**Written instruction:** Could you give all the material below again, replacing "in pixels" with "in pixel units" everywhere it occurs and leaving everything else unchanged?

**Task inputs:**

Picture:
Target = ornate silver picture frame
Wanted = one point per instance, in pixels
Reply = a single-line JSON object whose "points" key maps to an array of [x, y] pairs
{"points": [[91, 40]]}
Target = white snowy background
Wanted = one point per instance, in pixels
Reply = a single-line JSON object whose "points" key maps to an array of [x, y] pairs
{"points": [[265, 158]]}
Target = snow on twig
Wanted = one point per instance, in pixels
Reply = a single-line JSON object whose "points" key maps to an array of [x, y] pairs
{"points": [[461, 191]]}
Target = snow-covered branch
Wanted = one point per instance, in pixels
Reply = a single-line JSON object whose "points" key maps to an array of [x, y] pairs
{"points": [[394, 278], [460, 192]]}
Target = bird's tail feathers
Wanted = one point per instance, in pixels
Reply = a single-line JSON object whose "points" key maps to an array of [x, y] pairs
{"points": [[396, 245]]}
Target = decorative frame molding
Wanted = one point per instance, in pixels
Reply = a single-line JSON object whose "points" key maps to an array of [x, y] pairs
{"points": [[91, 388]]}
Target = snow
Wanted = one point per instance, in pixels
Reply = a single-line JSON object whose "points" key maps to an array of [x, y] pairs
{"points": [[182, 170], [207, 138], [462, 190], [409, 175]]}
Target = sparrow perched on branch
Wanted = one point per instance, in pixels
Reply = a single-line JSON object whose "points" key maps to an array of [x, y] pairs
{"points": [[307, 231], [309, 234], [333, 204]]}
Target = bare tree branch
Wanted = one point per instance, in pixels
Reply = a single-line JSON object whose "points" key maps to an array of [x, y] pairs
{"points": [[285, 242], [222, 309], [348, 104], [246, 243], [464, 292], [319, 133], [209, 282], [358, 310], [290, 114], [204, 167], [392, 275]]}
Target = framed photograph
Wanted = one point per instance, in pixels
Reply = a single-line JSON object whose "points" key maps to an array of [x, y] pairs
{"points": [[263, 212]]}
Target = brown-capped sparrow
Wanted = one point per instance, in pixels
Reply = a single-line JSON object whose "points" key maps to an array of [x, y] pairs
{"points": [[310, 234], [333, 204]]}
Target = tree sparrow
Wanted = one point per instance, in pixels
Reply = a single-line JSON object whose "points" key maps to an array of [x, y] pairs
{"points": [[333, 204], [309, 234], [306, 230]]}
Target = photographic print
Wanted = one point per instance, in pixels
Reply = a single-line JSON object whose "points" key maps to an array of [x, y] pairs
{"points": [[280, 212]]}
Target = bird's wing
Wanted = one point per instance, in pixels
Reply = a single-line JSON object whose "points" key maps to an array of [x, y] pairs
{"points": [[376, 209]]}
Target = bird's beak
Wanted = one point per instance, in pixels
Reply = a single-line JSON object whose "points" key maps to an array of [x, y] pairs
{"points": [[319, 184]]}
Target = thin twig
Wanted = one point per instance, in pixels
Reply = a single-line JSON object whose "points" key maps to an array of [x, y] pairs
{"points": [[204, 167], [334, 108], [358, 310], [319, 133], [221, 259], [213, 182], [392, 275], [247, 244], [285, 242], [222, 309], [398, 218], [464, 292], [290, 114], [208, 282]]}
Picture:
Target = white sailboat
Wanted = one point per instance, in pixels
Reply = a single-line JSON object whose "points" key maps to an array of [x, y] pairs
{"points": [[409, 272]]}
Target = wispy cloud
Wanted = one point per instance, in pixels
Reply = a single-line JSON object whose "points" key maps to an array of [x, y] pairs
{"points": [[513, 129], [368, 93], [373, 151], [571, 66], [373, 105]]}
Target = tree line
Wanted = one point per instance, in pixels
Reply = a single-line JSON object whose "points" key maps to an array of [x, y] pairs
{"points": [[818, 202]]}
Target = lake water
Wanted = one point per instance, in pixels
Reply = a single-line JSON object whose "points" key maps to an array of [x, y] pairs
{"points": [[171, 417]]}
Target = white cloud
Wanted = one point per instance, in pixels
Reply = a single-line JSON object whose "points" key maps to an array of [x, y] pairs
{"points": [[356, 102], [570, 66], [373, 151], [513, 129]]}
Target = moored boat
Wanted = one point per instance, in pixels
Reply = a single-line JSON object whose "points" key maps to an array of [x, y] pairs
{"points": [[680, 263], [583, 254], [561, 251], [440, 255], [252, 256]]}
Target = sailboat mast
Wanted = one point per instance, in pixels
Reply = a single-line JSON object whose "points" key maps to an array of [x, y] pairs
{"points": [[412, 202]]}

**Response for this exercise:**
Picture:
Target = ornate silver picture frame
Wanted = one point per instance, in pixel units
Reply = a single-line JSON object whose "points" key maps to an array of [x, y] pairs
{"points": [[91, 40]]}
Target = white snowy background
Wanted = one point per instance, in pixel units
Reply = a single-line JSON object whose "points" key maps to an array of [x, y] pairs
{"points": [[265, 158]]}
Target = snow on twig
Wanted = one point per instance, in pixel units
Reply = a single-line JSON object whose "points" key maps to an array of [x, y] pairs
{"points": [[461, 191]]}
Target = snow-covered branch
Wanted = one point per instance, in pixel units
Reply = a single-line JSON object whose "points" key maps to an array of [x, y] pairs
{"points": [[394, 278], [460, 192]]}
Target = bird's tail feathers
Wanted = one point per instance, in pixel units
Reply = a single-line JSON object whose "points" key maps to an array of [x, y] pairs
{"points": [[396, 245]]}
Target = decorative frame molding
Wanted = one point per instance, in pixel units
Reply = a single-line JSON object whose "points" key maps to an array of [x, y] pairs
{"points": [[91, 388]]}
Target = snow
Wanted = one point per instance, in pixel units
Reply = a single-line JSON object whose "points" key maps to an array of [x, y] pairs
{"points": [[182, 170], [207, 138], [462, 190], [409, 175]]}
Target = sparrow perched on branch
Wanted = one point per instance, in pixel units
Reply = a single-line JSON object whose "points" key maps to an array of [x, y] pairs
{"points": [[307, 231], [309, 234], [333, 204]]}
Target = bare tree branch
Wanted = one point per instance, in pixel units
Reply = a single-line JSON object whose "points" key maps to an array of [x, y] pairs
{"points": [[285, 242], [222, 309], [348, 104], [246, 243], [464, 292], [319, 133], [209, 282], [358, 310], [290, 114], [204, 167], [392, 275]]}
Target = framed photograph
Wanted = one point per instance, in pixel units
Reply = a single-line JSON object whose "points" key maps to an array of [x, y] pairs
{"points": [[263, 212]]}
Target = brown-capped sparrow
Wanted = one point per instance, in pixel units
Reply = a single-line JSON object whose "points" key maps to an array of [x, y] pairs
{"points": [[310, 234], [333, 204]]}
Target = tree sparrow
Wanted = one point per instance, in pixel units
Reply = a single-line JSON object whose "points" key maps to an array of [x, y] pairs
{"points": [[333, 204], [309, 234], [306, 230]]}
Target = photographic print
Wanted = one point per instance, in pixel units
Reply = a single-line JSON object whose "points" key maps to an array of [x, y] pairs
{"points": [[280, 212]]}
Target = bird's wing
Wanted = one point per instance, in pixel units
Reply = a single-line JSON object whose "points" key maps to an array of [x, y] pairs
{"points": [[376, 209]]}
Target = bird's beak
Wanted = one point per instance, in pixel units
Reply = a single-line JSON object whose "points" key maps to an array of [x, y] pairs
{"points": [[319, 184]]}
Target = thin twig
Wanted = one point per instance, in pixel units
Reply = a single-line JSON object whose "points" key maps to an array of [x, y] pairs
{"points": [[204, 167], [334, 108], [358, 310], [319, 133], [221, 259], [213, 182], [392, 275], [247, 244], [285, 242], [222, 309], [398, 218], [464, 292], [290, 114], [208, 282]]}
Picture:
Target = white sailboat
Wanted = one point per instance, in pixel units
Reply = a single-line JSON object whose "points" key maps to an array of [x, y] pairs
{"points": [[409, 272]]}
Target = wispy cloud
Wanted = one point per instance, in pixel units
Reply = a single-line JSON object whose "points" key maps to an array of [x, y] pairs
{"points": [[513, 129], [368, 93], [373, 151], [571, 66], [373, 105]]}
Target = tree line
Wanted = one point per instance, in pixel units
Reply = a single-line JSON object whose "points" key maps to an array of [x, y] pairs
{"points": [[818, 202]]}
Target = lake water
Wanted = one point per instance, in pixel units
Reply = a single-line JSON object whose "points" key maps to an array of [x, y] pairs
{"points": [[171, 417]]}
Target = white cloud
Wanted = one point per instance, in pixel units
Reply = a single-line JSON object whose "points" key maps to an array of [x, y] pairs
{"points": [[356, 102], [570, 66], [373, 151], [513, 129]]}
Target = moored boat
Wanted = one point per instance, in pixel units
Reply = a single-line JSON object whose "points" key maps to an array of [x, y] pairs
{"points": [[680, 263], [583, 254], [561, 251], [440, 255], [252, 256]]}
Target = sailboat mast
Wanted = one point per instance, in pixel units
Reply = a single-line JSON object whose "points" key maps to an array of [x, y] pairs
{"points": [[412, 202]]}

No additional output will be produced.